» **Problem description**: Your reply should reproduce the data below without a single alteration, apart from dropping the images.

** Data records follows **

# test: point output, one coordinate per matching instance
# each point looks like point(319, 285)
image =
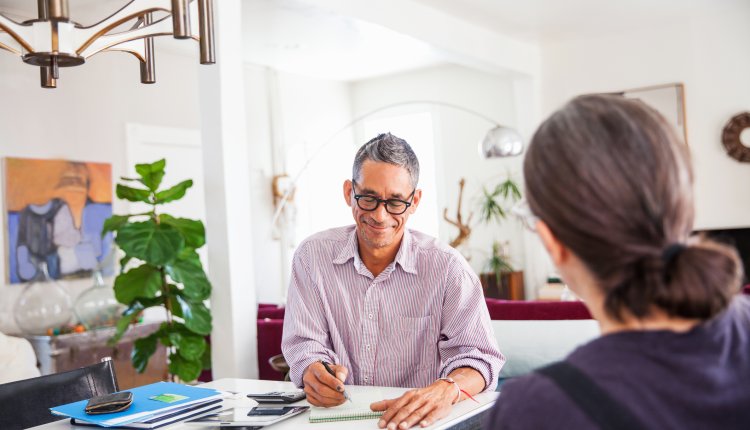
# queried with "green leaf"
point(192, 230)
point(175, 193)
point(151, 174)
point(151, 242)
point(124, 262)
point(190, 346)
point(196, 315)
point(114, 223)
point(186, 370)
point(174, 305)
point(142, 281)
point(143, 349)
point(190, 274)
point(133, 194)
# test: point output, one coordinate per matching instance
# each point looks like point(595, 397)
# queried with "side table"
point(73, 350)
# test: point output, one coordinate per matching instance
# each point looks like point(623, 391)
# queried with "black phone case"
point(277, 397)
point(109, 403)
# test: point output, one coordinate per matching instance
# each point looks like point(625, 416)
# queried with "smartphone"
point(260, 416)
point(278, 396)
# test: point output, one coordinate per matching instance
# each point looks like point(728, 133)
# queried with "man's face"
point(379, 229)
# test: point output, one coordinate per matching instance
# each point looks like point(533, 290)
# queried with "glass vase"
point(97, 307)
point(43, 306)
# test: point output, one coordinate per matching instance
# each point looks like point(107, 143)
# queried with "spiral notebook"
point(359, 410)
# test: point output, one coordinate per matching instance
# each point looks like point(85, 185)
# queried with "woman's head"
point(613, 183)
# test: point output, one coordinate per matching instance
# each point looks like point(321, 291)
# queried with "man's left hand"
point(421, 406)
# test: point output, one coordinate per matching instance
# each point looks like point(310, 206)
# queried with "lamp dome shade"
point(501, 142)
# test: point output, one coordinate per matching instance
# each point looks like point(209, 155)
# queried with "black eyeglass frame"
point(382, 201)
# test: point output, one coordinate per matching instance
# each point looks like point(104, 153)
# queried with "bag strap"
point(596, 403)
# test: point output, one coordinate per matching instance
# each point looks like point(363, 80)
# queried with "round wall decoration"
point(730, 137)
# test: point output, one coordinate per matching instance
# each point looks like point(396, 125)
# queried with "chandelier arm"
point(163, 27)
point(134, 47)
point(8, 43)
point(86, 36)
point(19, 32)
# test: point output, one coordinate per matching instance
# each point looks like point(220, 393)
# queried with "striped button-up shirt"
point(418, 320)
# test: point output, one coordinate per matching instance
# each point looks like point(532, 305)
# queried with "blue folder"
point(143, 406)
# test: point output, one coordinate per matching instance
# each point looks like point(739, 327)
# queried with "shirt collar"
point(405, 257)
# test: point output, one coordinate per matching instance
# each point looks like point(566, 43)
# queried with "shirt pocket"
point(411, 342)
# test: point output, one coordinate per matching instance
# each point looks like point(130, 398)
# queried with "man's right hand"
point(321, 387)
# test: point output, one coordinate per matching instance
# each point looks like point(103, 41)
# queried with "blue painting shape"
point(13, 242)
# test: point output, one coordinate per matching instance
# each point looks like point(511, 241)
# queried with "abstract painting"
point(55, 213)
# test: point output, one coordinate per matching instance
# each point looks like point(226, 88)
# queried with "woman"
point(609, 185)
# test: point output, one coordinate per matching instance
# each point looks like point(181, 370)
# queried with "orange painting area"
point(33, 181)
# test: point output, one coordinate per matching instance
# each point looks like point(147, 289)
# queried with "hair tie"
point(671, 253)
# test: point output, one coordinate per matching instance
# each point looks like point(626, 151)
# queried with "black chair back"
point(26, 403)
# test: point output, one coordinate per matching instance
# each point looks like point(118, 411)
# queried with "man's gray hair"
point(387, 148)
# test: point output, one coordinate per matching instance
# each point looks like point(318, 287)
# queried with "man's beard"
point(373, 243)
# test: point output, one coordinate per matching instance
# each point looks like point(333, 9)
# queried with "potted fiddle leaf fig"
point(161, 268)
point(500, 280)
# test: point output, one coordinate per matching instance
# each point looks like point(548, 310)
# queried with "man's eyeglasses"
point(522, 211)
point(392, 206)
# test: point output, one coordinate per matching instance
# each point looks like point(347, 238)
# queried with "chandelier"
point(53, 40)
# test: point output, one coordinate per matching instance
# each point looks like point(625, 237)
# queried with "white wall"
point(708, 52)
point(84, 119)
point(290, 119)
point(457, 135)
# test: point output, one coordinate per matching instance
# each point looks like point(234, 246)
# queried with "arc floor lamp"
point(498, 142)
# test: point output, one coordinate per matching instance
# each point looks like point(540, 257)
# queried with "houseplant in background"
point(500, 280)
point(161, 268)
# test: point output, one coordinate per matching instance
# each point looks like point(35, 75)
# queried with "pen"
point(328, 368)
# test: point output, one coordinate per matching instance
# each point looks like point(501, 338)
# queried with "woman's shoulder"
point(534, 401)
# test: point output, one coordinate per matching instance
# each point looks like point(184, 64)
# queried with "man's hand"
point(422, 406)
point(321, 388)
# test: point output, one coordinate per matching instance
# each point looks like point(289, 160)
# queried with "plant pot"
point(510, 286)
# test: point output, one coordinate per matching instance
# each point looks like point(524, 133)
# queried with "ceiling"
point(297, 37)
point(290, 36)
point(545, 20)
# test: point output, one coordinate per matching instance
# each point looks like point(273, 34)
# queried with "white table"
point(460, 412)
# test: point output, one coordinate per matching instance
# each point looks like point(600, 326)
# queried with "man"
point(388, 306)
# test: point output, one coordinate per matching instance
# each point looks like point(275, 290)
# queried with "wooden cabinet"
point(70, 351)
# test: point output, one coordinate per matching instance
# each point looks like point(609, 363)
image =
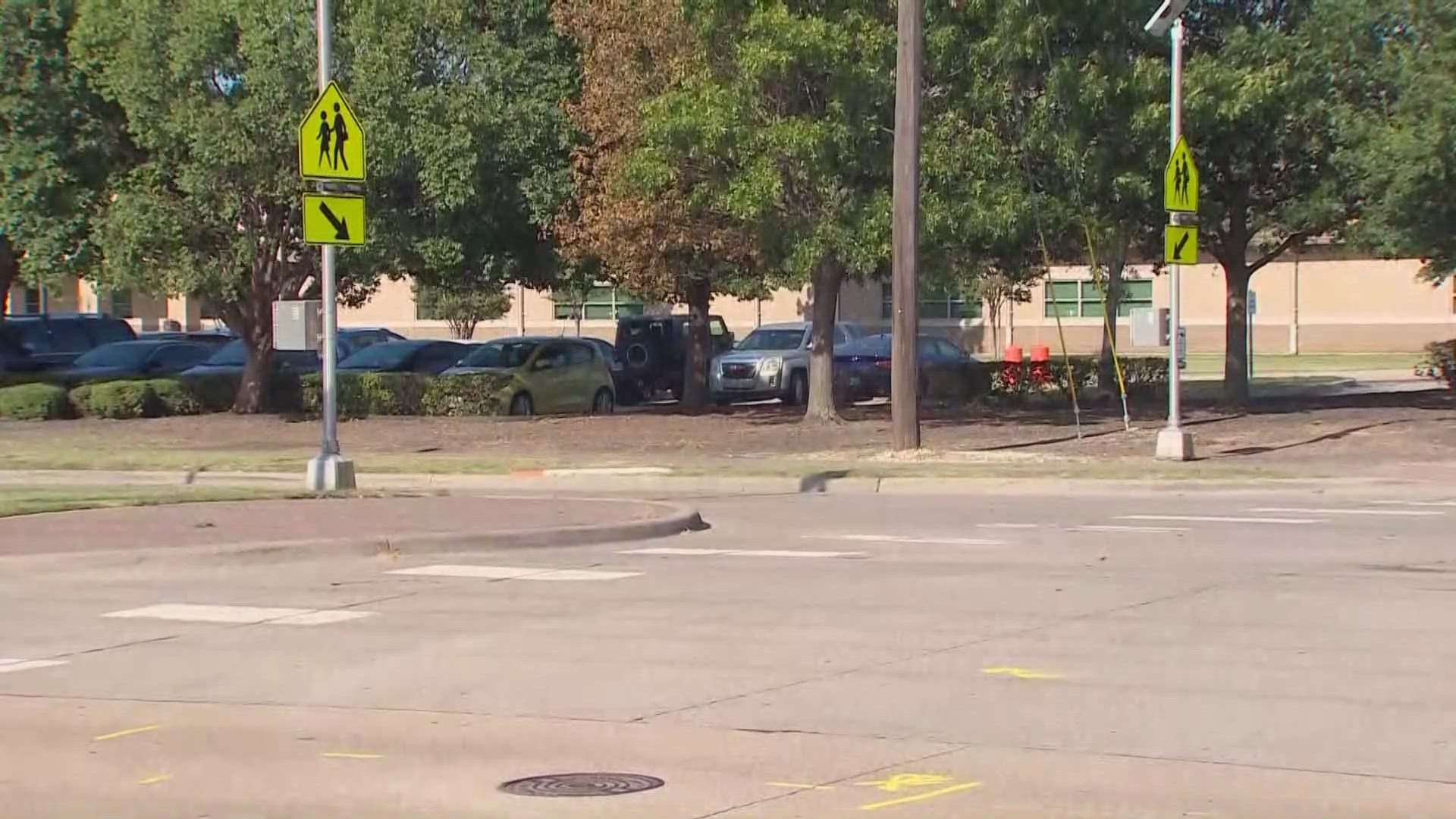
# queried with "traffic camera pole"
point(1175, 444)
point(329, 471)
point(905, 375)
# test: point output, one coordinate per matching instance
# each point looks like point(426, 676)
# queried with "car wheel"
point(799, 390)
point(522, 404)
point(603, 404)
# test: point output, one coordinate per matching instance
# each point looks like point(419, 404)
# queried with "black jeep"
point(653, 352)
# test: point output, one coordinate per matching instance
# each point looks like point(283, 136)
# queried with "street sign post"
point(334, 219)
point(331, 149)
point(1181, 243)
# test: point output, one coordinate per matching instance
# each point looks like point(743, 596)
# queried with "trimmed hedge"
point(370, 394)
point(1439, 363)
point(117, 400)
point(34, 403)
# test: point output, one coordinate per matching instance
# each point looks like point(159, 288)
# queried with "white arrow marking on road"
point(1388, 512)
point(1218, 519)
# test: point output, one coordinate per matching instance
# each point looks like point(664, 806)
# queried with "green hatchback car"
point(548, 375)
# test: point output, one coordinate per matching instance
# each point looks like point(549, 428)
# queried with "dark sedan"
point(416, 356)
point(862, 369)
point(137, 359)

** End of Data records **

» **Exercise result**:
# test: point output, one coordinate per matching instance
# each point looks like point(319, 285)
image =
# queried with "green leaf"
point(192, 230)
point(175, 193)
point(151, 174)
point(151, 242)
point(124, 262)
point(190, 346)
point(196, 315)
point(114, 223)
point(186, 370)
point(174, 305)
point(142, 281)
point(143, 349)
point(190, 274)
point(133, 194)
# test: point output, one coordinate per matching instance
# each point looks like point(595, 397)
# queried with "side table"
point(73, 350)
# test: point output, one coordinate per matching instance
# each point looks like point(623, 391)
# queried with "black phone case"
point(277, 397)
point(109, 403)
# test: point output, one coordinate per matching instance
# each point looks like point(625, 416)
# queried with "smartphone"
point(260, 416)
point(278, 396)
# test: point output, one coordinate per matching instance
# each point looks like point(728, 133)
# queried with "man's face"
point(379, 229)
# test: point output, one coordinate per matching instance
# each point looks like point(533, 290)
# queried with "glass vase"
point(97, 307)
point(43, 306)
# test: point output, one coordinate per matching instance
# each point looks like point(107, 143)
# queried with "spiral notebook"
point(359, 410)
# test: point output, one coordinate per matching instance
# each point looks like point(85, 185)
# queried with "woman's head"
point(613, 183)
# test: point output, one coordinate per matching instance
# each point looks like point(321, 291)
# queried with "man's left hand"
point(421, 406)
# test: point output, one coordinate per matching instance
# each point looks like point(310, 206)
# queried with "lamp dome shade"
point(501, 142)
# test: point output, one coordinate per matching instance
# each point looks like point(209, 155)
# queried with "black eyeglass frame"
point(382, 201)
# test: point output, one coordinate per matching instance
# each point looks like point(104, 153)
# queried with "bag strap"
point(596, 403)
# test: point output, one coordinate per matching instance
# each point looks like point(363, 80)
# queried with "round wall decoration"
point(730, 137)
# test: point output, one coordinate per matching instance
# each point looks like point(396, 125)
# queried with "chandelier arm"
point(163, 27)
point(134, 47)
point(8, 43)
point(86, 36)
point(19, 32)
# test: point output, one coordinate per matching instance
# each point looks like point(220, 393)
# queried with "striped button-up shirt"
point(418, 320)
# test: point output, one coordinate per matching instance
# each point looks like point(532, 305)
# queried with "blue folder"
point(143, 406)
# test: point output, one coordinate per matching instance
# each point looks like point(739, 327)
# queried with "shirt collar"
point(405, 257)
# test: point output, one coordinate per matching instance
# each point looks like point(566, 43)
# queried with "shirt pocket"
point(411, 342)
# test: point output, one coordinate per matching instance
# each point looks like point(130, 398)
# queried with "man's right hand"
point(321, 387)
# test: point output, one coordinate per matching instance
# each point looks like point(103, 41)
# queried with "blue painting shape"
point(13, 242)
# test: point output, one coordinate per matching instance
# each point looks like point(511, 241)
# queried with "abstract painting"
point(55, 213)
# test: point output, one coordinate per matching instance
# each point looks like point(226, 88)
# queried with "woman"
point(609, 185)
# test: point output, one coordinate per matching instance
# each point looks like point(181, 370)
# queried with "orange painting area"
point(33, 181)
# test: point output, one coordinate per matching instance
# each point looks like point(147, 289)
# queried with "hair tie"
point(671, 253)
# test: point output, one coordinate per matching instance
# each point looks like point(626, 151)
# queried with "black chair back"
point(26, 403)
# test: point output, one coordinate per matching instance
# each point looks like point(118, 411)
# queried with "man's gray hair"
point(387, 148)
# test: point output, one coordinate per matching instance
# each point looks like point(318, 287)
# queried with "man's beard"
point(373, 243)
# test: point output, one coordinate per matching instance
# each point looks like point(333, 9)
# queried with "potted fiddle leaf fig"
point(161, 268)
point(500, 280)
# test: point output, one coordinate per matching instance
# each point looks like point(548, 310)
# queried with "man's eyeglasses"
point(522, 211)
point(392, 206)
# test: point output, one coordinate per matching instance
# each point looks like point(347, 238)
# queried with "chandelier"
point(53, 40)
# test: point output, one coordinate per matching instance
# each point looks like point(625, 237)
# queried with "white wall"
point(708, 52)
point(84, 119)
point(290, 119)
point(457, 135)
# test: point output, one coordinate per matching instance
# each point looks like point(234, 246)
# queried with "arc floor lamp"
point(498, 142)
# test: point output, one coordinate per matching instance
# each point looks like point(540, 257)
# queried with "houseplant in background"
point(500, 280)
point(161, 268)
# test: point output, one coordinate per matching instance
# each point looks like point(35, 75)
# queried with "pen"
point(328, 368)
# test: point output, one coordinate per matching instance
# each point looks like point(501, 338)
# queried with "woman's shoulder"
point(534, 401)
# test: point output, one coordinate per matching instance
# each point looks like point(184, 64)
# queried with "man's hand"
point(422, 406)
point(321, 388)
# test: point output, one coordinate per matching instance
# each point looks like point(289, 160)
# queried with "plant pot"
point(510, 286)
# test: point output, one coordinate per matching instance
# each point looks like point(524, 133)
# queried with "ceiling"
point(297, 37)
point(290, 36)
point(545, 20)
# test: point output, one coordinate per matching instance
# each point looks like point(273, 34)
# queried with "white table"
point(460, 412)
# test: point output, one coordinate per matching instance
# each point looks like point(600, 326)
# queried with "man"
point(388, 306)
# test: point output, one coordinate per matching instance
# each point looks like point(275, 290)
# queried with "wooden cabinet"
point(70, 351)
# test: point output, one coordinate per matching instance
# each point looks like point(609, 363)
image =
# queried with "traffic camera pole"
point(1175, 444)
point(329, 471)
point(905, 375)
# test: point output, one coordinate per matching instance
# each point looks like point(426, 676)
# queried with "car wheel"
point(799, 390)
point(522, 404)
point(603, 404)
# test: point output, one coordinate per matching instance
# each point looks like point(419, 404)
# queried with "black jeep"
point(653, 352)
# test: point output, one coordinate per matching instance
# each point looks like point(283, 136)
# queried with "street sign post"
point(334, 219)
point(331, 149)
point(1181, 243)
# test: point output, one coordinate per matching instance
# each point looks like point(743, 596)
# queried with "trimmed hedge"
point(370, 394)
point(1439, 363)
point(117, 400)
point(34, 403)
# test: point output, one coordinate per matching instance
# each point looks like point(159, 288)
# queried with "white arrow marking on road"
point(1388, 512)
point(1218, 519)
# test: point output, one coordinate per matching instance
# each point looks like point(664, 806)
# queried with "green hatchback car"
point(548, 375)
# test: point output, one coordinate per matching instance
# each point looks like point(549, 428)
# queried with "dark sedan"
point(416, 356)
point(862, 369)
point(137, 359)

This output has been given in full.